Aplique a leitura:
**A)** Resuma em duas frases o texto sobre o Musa, que aparece abaixo.
**B)** Transcreva do texto sobre o Musa, que aparece abaixo, o trecho entre "Há expectativas de" e "reverberar muito grande.", inclusive.

Trecho para análise:
O que precisamos reforçar é que o museu tem uma missão e demanda de energia muito grande, inclusive econômica. Precisamos do apoio da sociedade para melhorar as atividades e contratar mais pessoas. Convidamos centros de estudos e universidades a dialogarem com o museu e fechar acordos que permitam aumentar o leque de pesquisas, tornando o museu um laboratório a céu aberto. Convidamos também todas as pessoas interessadas em apoiar o museu a entrar em contato conosco. Nossa capacidade de impactar a sociedade pode ser maior, mas hoje, abrir as portas do Musa com mais frequência, por exemplo, depende também de recursos.
O Musa tem altíssimos custos de manutenção. Não muito tempo atrás, tivemos uma exposição aqui que foi destruída durante um temporal. Com a chuva, uma árvore caiu em cima, e tivemos que buscar recursos para reconstruí-la. Portanto, todas as nossas atividades são diretamente proporcionais aos nossos recursos. E esses recursos são proporcionais ao envolvimento e apoio da sociedade.
Há expectativas de que o Fundo Amazônia possa contribuir com a manutenção dele?
Gostaríamos que o Fundo pudesse contribuir na manutenção do Musa. Já estamos buscando projetos a partir do Fundo Amazônia e isso ocorreu no passado; boa parte das instalações do museu foram criadas com esse apoio. Infelizmente, até o momento não encontramos linhas que se encaixem com as atividades do museu, mais voltadas para divulgação científica e educação. Aguardamos com esperança! Estamos cheios de projetos e ideias, e esse financiamento seria muito importante. Uma ação de conscientização sobre a importância da Amazônia, da floresta e de divulgação da ciência numa cidade como Manaus tem uma capacidade de reverberar muito grande.
A sede do Musa hoje está localizada dentro da Reserva Florestal Adolpho Ducke, no perímetro urbano e na Zona Leste de Manaus. Em 2022, o Inpa, que administra a Reserva, demonstrou preocupação com o crescimento populacional ao redor da região e possíveis prejuízos às pesquisas. O museu está sendo afetado? Como lida com isso?
A Reserva está localizada dentro de uma área de expansão urbana e lidamos com invasões e riscos frequentes. Passamos por uma seca muito forte e foi um milagre que não tenha acontecido nenhum incêndio, por exemplo, porque mesmo dentro da área do Musa encontramos pessoas que acampavam e atearam fogo dentro da floresta. Um risco altíssimo de perder metade da Reserva Ducke.

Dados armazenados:
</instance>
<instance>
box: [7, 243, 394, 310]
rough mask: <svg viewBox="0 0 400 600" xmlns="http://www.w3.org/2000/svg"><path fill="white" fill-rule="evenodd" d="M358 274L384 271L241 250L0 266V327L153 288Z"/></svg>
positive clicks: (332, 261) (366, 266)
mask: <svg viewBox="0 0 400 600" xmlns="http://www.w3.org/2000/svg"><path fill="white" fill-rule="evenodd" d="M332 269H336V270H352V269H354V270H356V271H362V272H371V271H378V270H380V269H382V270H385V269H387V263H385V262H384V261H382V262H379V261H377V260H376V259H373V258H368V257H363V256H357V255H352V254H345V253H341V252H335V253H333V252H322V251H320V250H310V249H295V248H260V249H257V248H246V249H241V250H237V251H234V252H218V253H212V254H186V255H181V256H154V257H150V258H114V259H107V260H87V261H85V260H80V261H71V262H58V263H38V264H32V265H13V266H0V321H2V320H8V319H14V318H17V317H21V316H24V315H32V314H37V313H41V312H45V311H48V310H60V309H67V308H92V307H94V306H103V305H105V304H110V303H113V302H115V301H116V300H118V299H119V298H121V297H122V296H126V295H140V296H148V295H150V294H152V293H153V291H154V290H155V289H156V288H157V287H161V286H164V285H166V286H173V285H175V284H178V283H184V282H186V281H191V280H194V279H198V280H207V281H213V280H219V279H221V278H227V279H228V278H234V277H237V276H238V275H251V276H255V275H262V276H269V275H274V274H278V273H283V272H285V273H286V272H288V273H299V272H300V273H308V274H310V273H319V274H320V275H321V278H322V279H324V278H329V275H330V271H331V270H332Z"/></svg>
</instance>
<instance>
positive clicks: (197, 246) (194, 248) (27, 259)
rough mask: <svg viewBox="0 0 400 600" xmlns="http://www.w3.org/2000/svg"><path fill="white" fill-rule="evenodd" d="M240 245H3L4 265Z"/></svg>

Respostas por item:
**A)** O Musa tem custos de manutenção altíssimos, e suas atividades dependem de recursos e do apoio da sociedade, por isso convida universidades, centros de estudos e todas as pessoas interessadas a colaborar. O museu ainda não encontrou no Fundo Amazônia linhas que se encaixem em suas atividades de divulgação científica e educação, e a Reserva Ducke, onde fica sua sede, está numa área de expansão urbana e sofre invasões e riscos frequentes.

**B)**
Há expectativas de que o Fundo Amazônia possa contribuir com a manutenção dele?
Gostaríamos que o Fundo pudesse contribuir na manutenção do Musa. Já estamos buscando projetos a partir do Fundo Amazônia e isso ocorreu no passado; boa parte das instalações do museu foram criadas com esse apoio. Infelizmente, até o momento não encontramos linhas que se encaixem com as atividades do museu, mais voltadas para divulgação científica e educação. Aguardamos com esperança! Estamos cheios de projetos e ideias, e esse financiamento seria muito importante. Uma ação de conscientização sobre a importância da Amazônia, da floresta e de divulgação da ciência numa cidade como Manaus tem uma capacidade de reverberar muito grande.